Source excerpt:
%%
The community culture this year is on point. Indeed, the Huttcross petri dish is the ideal muse for these post-race reviews. We seem to be striking a perfect blend of searing quads, heavy breathing, camaraderie, jovial banter, and stellar photography to give people who missed out on the party a severe case of FOMO. Our cyclocross apostles would be proud. In fact, my favourite piece of feedback from today was, “This is actually fun!”. High praise indeed. If that doesn’t make you want to come along to Round 3 then I don’t know what will.
The courses are also feeling the love. It seems someone learned a thing or two while in the US of A and has brought those lessons to the classroom Hutt-side. C Grade have loved stepping up to the Full Monty challenge, which included Hutt River pave, a ditch and several sojourns up the stop bank this round. “Did Jens Voigt design this?”, asked a devotee enjoying his mid morning flat white.
%%
Work instructions:
**A.** Duplicate the part of the Huttcross review starting with "The community culture" and going on through "know what will.".
**B.** Answer these about the Huttcross review:
(i) What was the writer's favourite piece of feedback from the day?
(ii) What did the C Grade course include this round?
(iii) What was the devotee enjoying when he asked about Jens Voigt?
**C.** Please write the next part of the Huttcross review, carrying on after its final sentence.
You won't need the lines after this point.

Data extract:
%%
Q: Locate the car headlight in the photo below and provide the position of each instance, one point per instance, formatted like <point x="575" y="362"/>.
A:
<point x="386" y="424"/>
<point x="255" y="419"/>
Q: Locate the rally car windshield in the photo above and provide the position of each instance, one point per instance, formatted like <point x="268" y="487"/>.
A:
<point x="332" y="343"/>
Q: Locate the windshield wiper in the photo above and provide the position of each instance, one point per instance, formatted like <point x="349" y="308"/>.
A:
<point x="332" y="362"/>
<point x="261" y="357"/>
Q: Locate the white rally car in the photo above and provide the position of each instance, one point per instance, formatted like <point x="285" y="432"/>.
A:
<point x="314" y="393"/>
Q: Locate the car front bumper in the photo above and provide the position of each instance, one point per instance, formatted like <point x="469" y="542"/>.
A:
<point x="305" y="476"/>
%%
Responses to the tasks:
**A.**
The community culture this year is on point. Indeed, the Huttcross petri dish is the ideal muse for these post-race reviews. We seem to be striking a perfect blend of searing quads, heavy breathing, camaraderie, jovial banter, and stellar photography to give people who missed out on the party a severe case of FOMO. Our cyclocross apostles would be proud. In fact, my favourite piece of feedback from today was, “This is actually fun!”. High praise indeed. If that doesn’t make you want to come along to Round 3 then I don’t know what will.

**B.**
(i) "This is actually fun!"
(ii) Hutt River pave, a ditch and several sojourns up the stop bank.
(iii) His mid morning flat white.

**C.**
While skinsuits are multiplying, mountain bikes are increasingly diluted. Flash Harry disc equipped, tubeless ready, carbon CX rigs are flourishing. Gone are the days of ghetto monster ‘cross bikes cos the real deal just wasn’t imported this far afield from Europe. Nowadays, the Land of the Long White Cloud can deliver a ‘cross bike to your door, even if you’re a junior. It’s a marvellous thing to see.
For those yet to make the conversion, we highly recommend giving it a bash. Riding a mountain bike at a ‘cross race is like turning up to a bare knuckle brawl with an Uzi. While it’s bloody effective, it doesn’t draw the same degree of finesse from the fight. Not to mention, the two-wheeled adventures away from the race scene that are opened up by the ownership of a gravel bike. “But can I really justify another bike?”, you ask. N+1, people. N+1.